* START Extracted entries *

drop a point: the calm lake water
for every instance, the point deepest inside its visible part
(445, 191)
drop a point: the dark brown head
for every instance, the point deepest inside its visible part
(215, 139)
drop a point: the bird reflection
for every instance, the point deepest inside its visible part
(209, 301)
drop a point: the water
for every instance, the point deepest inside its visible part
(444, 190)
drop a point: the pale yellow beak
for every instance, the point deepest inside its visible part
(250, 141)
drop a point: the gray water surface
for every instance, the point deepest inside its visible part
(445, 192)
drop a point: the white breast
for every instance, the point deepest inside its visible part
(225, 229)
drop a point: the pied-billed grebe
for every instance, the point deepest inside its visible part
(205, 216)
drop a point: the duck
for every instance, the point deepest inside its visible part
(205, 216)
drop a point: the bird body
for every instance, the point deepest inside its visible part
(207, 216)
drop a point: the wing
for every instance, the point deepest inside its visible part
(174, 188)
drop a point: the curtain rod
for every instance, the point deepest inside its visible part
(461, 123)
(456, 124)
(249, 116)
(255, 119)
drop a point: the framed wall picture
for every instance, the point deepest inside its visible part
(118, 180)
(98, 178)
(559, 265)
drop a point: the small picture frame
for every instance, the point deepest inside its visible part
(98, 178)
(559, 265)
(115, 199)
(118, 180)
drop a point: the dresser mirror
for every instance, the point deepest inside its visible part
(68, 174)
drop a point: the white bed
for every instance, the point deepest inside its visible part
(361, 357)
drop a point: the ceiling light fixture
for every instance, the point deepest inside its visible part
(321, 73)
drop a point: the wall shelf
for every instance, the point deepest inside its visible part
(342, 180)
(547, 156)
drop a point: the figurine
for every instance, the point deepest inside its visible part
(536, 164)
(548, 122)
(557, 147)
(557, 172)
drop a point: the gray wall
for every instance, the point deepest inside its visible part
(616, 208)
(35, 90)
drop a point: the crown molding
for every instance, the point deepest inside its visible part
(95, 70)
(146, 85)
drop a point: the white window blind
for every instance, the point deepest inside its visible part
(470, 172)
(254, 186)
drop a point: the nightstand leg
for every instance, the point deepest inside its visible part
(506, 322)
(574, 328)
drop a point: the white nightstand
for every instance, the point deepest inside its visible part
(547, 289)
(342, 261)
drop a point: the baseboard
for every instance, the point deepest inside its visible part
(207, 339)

* END Extracted entries *

What the task asks: Starting at the line that has "drop a point: the dresser mirror" and continuing through the end of the records, write the lines out again with "nightstand" changed to "bedside table" and everything else left the same.

Correct answer:
drop a point: the dresser mirror
for every instance, the point deepest inside its visible part
(68, 174)
drop a point: the white bed
for every instance, the point deepest inside its visible part
(361, 357)
drop a point: the ceiling light fixture
for every instance, the point deepest inside its visible part
(321, 73)
drop a point: the wall shelf
for every instance, the point deepest inside its visible part
(342, 180)
(547, 156)
drop a point: the figurine
for every instance, the point deepest inside its visible part
(536, 164)
(548, 122)
(557, 147)
(557, 172)
drop a point: the gray wall
for every instance, the point deepest inside its visible part
(616, 208)
(35, 90)
drop a point: the crown molding
for every instance, the point deepest inside its visible part
(95, 70)
(146, 85)
drop a point: the white window blind
for every instance, the point deepest inside its visible part
(470, 172)
(254, 186)
drop a point: the bedside table leg
for every instance, the point deepest inside its visible part
(506, 322)
(574, 328)
drop a point: the white bedside table
for every instance, the point deepest inside its visible part
(547, 289)
(342, 261)
drop a point: the baseboard
for every instance, the point deepest inside its visible part
(207, 339)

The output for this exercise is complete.